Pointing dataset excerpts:

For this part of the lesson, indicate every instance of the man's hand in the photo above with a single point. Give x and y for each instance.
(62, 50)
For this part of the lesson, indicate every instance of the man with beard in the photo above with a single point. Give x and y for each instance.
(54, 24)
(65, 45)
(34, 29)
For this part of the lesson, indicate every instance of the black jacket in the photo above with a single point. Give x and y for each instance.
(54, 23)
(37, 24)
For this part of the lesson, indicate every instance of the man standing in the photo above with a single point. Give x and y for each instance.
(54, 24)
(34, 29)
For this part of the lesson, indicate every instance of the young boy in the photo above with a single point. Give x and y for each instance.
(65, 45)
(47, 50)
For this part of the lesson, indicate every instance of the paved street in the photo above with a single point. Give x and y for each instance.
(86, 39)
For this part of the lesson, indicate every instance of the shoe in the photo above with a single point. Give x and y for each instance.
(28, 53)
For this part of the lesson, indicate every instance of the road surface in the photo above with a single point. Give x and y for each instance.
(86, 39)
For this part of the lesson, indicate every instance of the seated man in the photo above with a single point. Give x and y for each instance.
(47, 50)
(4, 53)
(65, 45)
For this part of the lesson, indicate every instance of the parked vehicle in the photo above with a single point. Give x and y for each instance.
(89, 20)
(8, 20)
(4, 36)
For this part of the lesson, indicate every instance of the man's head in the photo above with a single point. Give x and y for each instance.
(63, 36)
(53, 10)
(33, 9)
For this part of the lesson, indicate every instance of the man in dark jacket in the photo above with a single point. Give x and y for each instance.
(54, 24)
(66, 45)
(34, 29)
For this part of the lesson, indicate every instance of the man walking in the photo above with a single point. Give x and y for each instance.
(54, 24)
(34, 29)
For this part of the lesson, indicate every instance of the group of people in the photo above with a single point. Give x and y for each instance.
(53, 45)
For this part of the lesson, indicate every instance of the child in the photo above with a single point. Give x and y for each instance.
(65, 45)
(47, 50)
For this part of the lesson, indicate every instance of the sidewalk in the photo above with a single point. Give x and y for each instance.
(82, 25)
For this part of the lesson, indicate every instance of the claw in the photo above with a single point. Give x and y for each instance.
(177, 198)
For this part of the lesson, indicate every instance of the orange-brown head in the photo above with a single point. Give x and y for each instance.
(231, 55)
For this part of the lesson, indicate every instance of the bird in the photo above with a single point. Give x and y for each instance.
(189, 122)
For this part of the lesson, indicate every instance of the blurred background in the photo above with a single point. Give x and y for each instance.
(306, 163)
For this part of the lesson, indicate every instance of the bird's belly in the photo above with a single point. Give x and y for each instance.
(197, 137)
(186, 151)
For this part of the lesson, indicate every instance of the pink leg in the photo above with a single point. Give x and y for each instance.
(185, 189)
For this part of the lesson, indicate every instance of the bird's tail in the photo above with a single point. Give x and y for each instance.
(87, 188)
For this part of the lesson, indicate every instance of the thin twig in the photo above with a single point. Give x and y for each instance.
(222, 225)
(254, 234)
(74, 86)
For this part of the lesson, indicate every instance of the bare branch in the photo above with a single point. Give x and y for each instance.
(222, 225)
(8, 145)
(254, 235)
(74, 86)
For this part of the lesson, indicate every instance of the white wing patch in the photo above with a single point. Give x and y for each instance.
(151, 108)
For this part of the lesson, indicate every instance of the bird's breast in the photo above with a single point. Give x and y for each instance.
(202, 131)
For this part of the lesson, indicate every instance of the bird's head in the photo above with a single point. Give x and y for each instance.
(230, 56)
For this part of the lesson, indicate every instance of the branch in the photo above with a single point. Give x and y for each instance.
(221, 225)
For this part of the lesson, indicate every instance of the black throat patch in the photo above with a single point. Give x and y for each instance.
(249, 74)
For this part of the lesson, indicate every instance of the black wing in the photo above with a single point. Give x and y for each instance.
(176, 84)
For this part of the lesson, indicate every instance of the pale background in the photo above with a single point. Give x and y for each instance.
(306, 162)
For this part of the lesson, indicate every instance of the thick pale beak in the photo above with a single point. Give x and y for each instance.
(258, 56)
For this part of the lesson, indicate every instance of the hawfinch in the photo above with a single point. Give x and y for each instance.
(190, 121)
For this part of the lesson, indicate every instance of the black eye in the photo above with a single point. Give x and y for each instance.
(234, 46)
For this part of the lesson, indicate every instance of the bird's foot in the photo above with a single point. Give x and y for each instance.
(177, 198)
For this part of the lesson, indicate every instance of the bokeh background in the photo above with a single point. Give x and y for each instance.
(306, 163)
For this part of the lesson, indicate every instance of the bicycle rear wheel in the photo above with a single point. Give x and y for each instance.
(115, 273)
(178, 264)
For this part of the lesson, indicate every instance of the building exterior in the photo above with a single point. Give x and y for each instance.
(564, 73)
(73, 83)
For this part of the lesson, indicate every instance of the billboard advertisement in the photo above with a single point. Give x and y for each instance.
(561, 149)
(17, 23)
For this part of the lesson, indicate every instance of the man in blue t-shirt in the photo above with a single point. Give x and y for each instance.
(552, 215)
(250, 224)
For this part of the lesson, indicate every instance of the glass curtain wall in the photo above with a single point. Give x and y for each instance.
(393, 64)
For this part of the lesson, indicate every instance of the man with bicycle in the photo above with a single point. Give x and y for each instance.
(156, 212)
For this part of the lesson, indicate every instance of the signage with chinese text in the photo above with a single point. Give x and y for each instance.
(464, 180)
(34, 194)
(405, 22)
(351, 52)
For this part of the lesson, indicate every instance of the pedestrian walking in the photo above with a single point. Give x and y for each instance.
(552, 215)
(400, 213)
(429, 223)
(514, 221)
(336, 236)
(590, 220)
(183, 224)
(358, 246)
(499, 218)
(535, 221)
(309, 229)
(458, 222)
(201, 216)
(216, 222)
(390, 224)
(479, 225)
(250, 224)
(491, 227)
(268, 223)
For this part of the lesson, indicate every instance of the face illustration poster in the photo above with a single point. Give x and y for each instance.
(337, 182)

Aim -> Restate each record exactly as written.

Result below ->
For this part of the lesson, indicate every instance of the man's hand in the photo above with a single point. Give x and y for each instance.
(62, 50)
For this part of the lesson, indicate every instance of the man with beard in the photo above with a single point. Give x and y for each instance.
(54, 24)
(65, 45)
(34, 29)
For this part of the lesson, indicate every instance of the black jacket in the photo above with a single point. Give x and y for each instance.
(54, 23)
(37, 24)
For this part of the lesson, indicate every instance of the man standing in the photo above with a single point. Give x and y for each instance.
(54, 24)
(34, 29)
For this part of the lesson, indicate every instance of the young boy in the photo above with a single point. Give x and y for each instance.
(65, 45)
(47, 50)
For this part of the lesson, indicate every instance of the paved street in the photo above with a single point. Give x and y for each instance.
(86, 39)
For this part of the lesson, indicate every instance of the shoe in the photo above with a single point. Give x and y for each instance.
(28, 53)
For this part of the lesson, indicate every instance of the road surface in the photo above with a single point. Give x and y for each instance.
(86, 39)
For this part of the lesson, indicate every instance of the seated man in the photo above with a single point. Give x and y for each instance.
(47, 50)
(4, 53)
(65, 45)
For this part of the lesson, indicate every instance of the parked vehicle in the photo above with a single point. Give x and y for each instance.
(89, 20)
(8, 20)
(4, 36)
For this part of the lesson, indicate every instance of the man's head in the photo above with a single point. Give x and y for each instance.
(63, 36)
(53, 10)
(33, 9)
For this part of the lesson, indicate every instance of the man in dark jacket in the photo above with a single point. Give x and y for each instance.
(54, 24)
(66, 45)
(34, 29)
For this part of the lesson, indicate every instance of the man walking in the photo above with a single point. Give x and y for each instance.
(54, 24)
(34, 29)
For this part of the lesson, indicate every instance of the group of people in the photo above with a single point. Give x and y for each instance.
(53, 45)
For this part of the lesson, indicate every instance of the child in the photo above with a single point. Give x and y for each instance.
(65, 45)
(47, 50)
For this part of the lesson, indicate every instance of the sidewalk in the photo above with a single point. Give x and y for each instance.
(82, 25)
For this part of the lesson, indicate every instance of the claw in the photo above with a single point. Give x and y for each instance.
(177, 198)
For this part of the lesson, indicate every instance of the orange-brown head in the photo above with a single point. Give x and y for each instance.
(231, 55)
For this part of the lesson, indicate every instance of the bird in the photo above with a single point. Give x and y for each instance.
(189, 122)
For this part of the lesson, indicate every instance of the blurred background in the photo above with a single point. Give x and y for each instance.
(306, 163)
For this part of the lesson, indicate every instance of the bird's belly in the photo above with a single point. Give x and y for each instance.
(197, 137)
(186, 151)
For this part of the lesson, indicate every instance of the pink leg in the photo above with a single point. Give x and y for each instance.
(185, 189)
For this part of the lesson, indicate every instance of the bird's tail in the photo above with a single point. Give x and y for each instance.
(87, 188)
For this part of the lesson, indicate every instance of the thin twig in the photo above with a single point. Give x and y for each instance.
(222, 225)
(254, 234)
(74, 86)
For this part of the lesson, indicate every instance of the bare branch in the photo above with a single point. Give x and y for each instance.
(222, 225)
(8, 145)
(254, 235)
(74, 86)
For this part of the lesson, indicate every instance of the white wing patch in the photo above with a single point. Give x and y for each instance.
(151, 108)
For this part of the lesson, indicate every instance of the bird's breast in the photo above with a single point. Give x and y for each instance.
(202, 131)
For this part of the lesson, indicate every instance of the bird's head in the photo above with a single point. Give x and y for each instance.
(230, 56)
For this part of the lesson, indicate every instance of the branch in the photo above with a single point. Give x and y for each instance.
(221, 225)
For this part of the lesson, indicate every instance of the black throat patch in the photo above with a single point. Give x and y for each instance.
(249, 74)
For this part of the lesson, indicate every instance of the black wing in the photo above with a single point. Give x and y for each instance.
(176, 84)
For this part of the lesson, indicate every instance of the pale background in the photo above with a single point. Give x and y for each instance.
(306, 162)
For this part of the lesson, indicate every instance of the thick pale beak in the photo above with a single point. Give x and y for each instance.
(258, 56)
For this part of the lesson, indicate every instance of the hawfinch in the photo above with a single point. Give x and y for each instance.
(190, 121)
For this part of the lesson, indicate every instance of the black eye in the photo above with a single point. Give x and y for each instance.
(234, 46)
For this part of the lesson, indicate every instance of the bird's foot in the photo above with a single point. Give x and y for each instance.
(177, 198)
For this part of the lesson, indicate every instance of the bokeh background in the photo above with a single point. Give x and y for each instance.
(306, 163)
For this part of the lesson, indicate every instance of the bicycle rear wheel in the photo above with a single point. Give x and y for each instance.
(115, 273)
(178, 264)
For this part of the lesson, indicate every instance of the building exterior in the photo above with a single point. Give x and y for each instance.
(564, 73)
(73, 83)
For this part of the lesson, indicate every instance of the billboard advertisement in the photo above with a single point. Give x and y for each instance.
(561, 149)
(17, 23)
For this part of the lesson, indicate every instance of the man in blue t-shirt in the photo above with a single point. Give x and y for each instance.
(552, 215)
(250, 224)
For this part of the lesson, indicate every instance of the glass curtain wall in the photo above with a single point. Give x and y for each instance.
(393, 64)
For this part of the lesson, indicate every instance of the man with bicycle in the photo above with a single point. Give x and y for each instance.
(156, 212)
For this part of the lesson, indicate every instance of the signage with chinese text in the photo above with a single point. Give x and y for each instance.
(464, 180)
(34, 194)
(405, 22)
(351, 52)
For this part of the lesson, indicate every instance of the pedestrian walking in the photo above with a single point. Give x and y for each instance.
(552, 215)
(400, 213)
(429, 223)
(514, 221)
(336, 236)
(590, 220)
(183, 224)
(358, 246)
(499, 218)
(535, 221)
(309, 229)
(458, 222)
(201, 216)
(216, 222)
(390, 224)
(479, 225)
(250, 224)
(491, 227)
(268, 223)
For this part of the lesson, indicate every instance of the face illustration poster in the photo above with a single point. Give x and y for each instance.
(337, 182)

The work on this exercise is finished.